**Text shown**
━━━━━━━━

The delusions and propaganda that recall the spirit of fascism cannot be defeated simply by countering them with facts implicitly grounded in a different type of capitalist ideology. The new universal required must be grounded in the movements from below, their actions and ideas, their reach for a totally new future, and the philosophy of liberation that roots itself in those movements both of today and historically. Anything less ends in capitulation. Our world on the precipice of interacting disasters cannot afford to get mired in more compromise and capitulation.

As Dunayevskaya remarks in her Notes on Hegel’s Phenomenology of Mind, the incompleteness of Enlightenment’s attempt to battle alienation set the stage for retrogression. “To go forward,” she says, “Substance had to become Subject. This is where Hegel comes in. The last three pages of the Phenomenology are an outpouring of ‘simple mediating activity in thinking’ where the whole process releases itself, History and Science, Nature and Spirit are ‘born anew from the womb of knowledge—the new state of existence, a new world and a new embodiment of spirit.’”

“This new world, which Hegel calls Absolute Knowledge, is the unity of the real world and the notions about it, the organization of thought and activity, which merge into the new, the whole truth of the past and the present, which anticipates the future.”

It is this grounding in freedom, this quest for universality, the transformation of Substance into Subject and the releasing of the new world latent in the old one that we aim to help come to pass by projecting the philosophy of Marxist-Humanism as we participate in social movements and battles of ideas.

━━━━━━━━

**Record excerpts**
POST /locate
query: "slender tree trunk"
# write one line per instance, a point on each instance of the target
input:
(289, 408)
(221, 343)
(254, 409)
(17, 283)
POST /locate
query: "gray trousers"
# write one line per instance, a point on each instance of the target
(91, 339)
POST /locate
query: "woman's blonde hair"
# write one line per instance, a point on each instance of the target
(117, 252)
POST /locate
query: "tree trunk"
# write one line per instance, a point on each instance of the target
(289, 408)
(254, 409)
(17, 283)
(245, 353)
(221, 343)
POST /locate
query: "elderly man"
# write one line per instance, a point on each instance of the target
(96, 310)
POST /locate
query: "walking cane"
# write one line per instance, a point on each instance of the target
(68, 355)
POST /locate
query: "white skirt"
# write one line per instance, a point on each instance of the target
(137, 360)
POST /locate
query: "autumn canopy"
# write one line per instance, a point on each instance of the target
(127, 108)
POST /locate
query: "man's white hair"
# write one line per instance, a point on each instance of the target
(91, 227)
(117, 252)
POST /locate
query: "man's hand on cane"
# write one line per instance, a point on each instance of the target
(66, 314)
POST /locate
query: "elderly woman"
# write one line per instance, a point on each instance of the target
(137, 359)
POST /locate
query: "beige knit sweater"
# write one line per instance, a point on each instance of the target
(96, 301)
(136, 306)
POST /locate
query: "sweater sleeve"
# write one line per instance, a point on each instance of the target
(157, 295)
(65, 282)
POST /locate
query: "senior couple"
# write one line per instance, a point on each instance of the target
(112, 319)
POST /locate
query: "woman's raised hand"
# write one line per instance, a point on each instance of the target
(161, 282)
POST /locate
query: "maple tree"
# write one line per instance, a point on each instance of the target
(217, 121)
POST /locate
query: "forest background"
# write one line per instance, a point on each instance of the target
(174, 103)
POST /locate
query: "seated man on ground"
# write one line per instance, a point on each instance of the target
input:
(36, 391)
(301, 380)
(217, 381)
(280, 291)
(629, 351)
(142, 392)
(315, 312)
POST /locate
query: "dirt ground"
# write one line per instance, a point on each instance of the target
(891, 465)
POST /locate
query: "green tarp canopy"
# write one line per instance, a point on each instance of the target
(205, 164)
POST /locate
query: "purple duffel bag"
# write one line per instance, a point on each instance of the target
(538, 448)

━━━━━━━━

**Using the information**
(1) In the passage on Hegel and Marxist-Humanism, list everything that the Dunayevskaya quotation says is "born anew from the womb of knowledge."
(2) Carry the passage on Hegel and Marxist-Humanism forward with a new paragraph that follows on from its last sentence.

**Answers to the exercise**
(1) History, Science, Nature, Spirit

(2)
For that purpose we issue this Call for a national Convention in Chicago this Indigenous Peoples Day weekend. The outgoing National Editorial Board will meet in Executive Session Friday evening, October 8. Beginning on Saturday morning, October 9, and running through Sunday, October 10, all sessions of the Convention will be open to members and to invited friends, who are given the same privileges to the floor for discussion.

We are asking the Chicago local to host the Convention. All locals and members at large are asked to let the Center know at least two weeks in advance who will be attending the Convention, in order for the host local to plan meals and logistics. Participants should make housing arrangements as early as possible and inform the Center.

With this Call begins a full 90 days of pre-Convention discussion. A draft Perspectives Thesis will be published in the September-October issue of News & Letters so that it can be discussed by members and friends, correspondents and critics, before the Convention. Articles for pre-Convention Discussion Bulletins must be submitted to the Center by Monday, September 13. Any articles after that date must be copied and brought to the Convention to be distributed there or distributed online. Discussion within our local committees and with all those we can reach is vital to preparation for our Convention and all our activities throughout the pre-Convention period.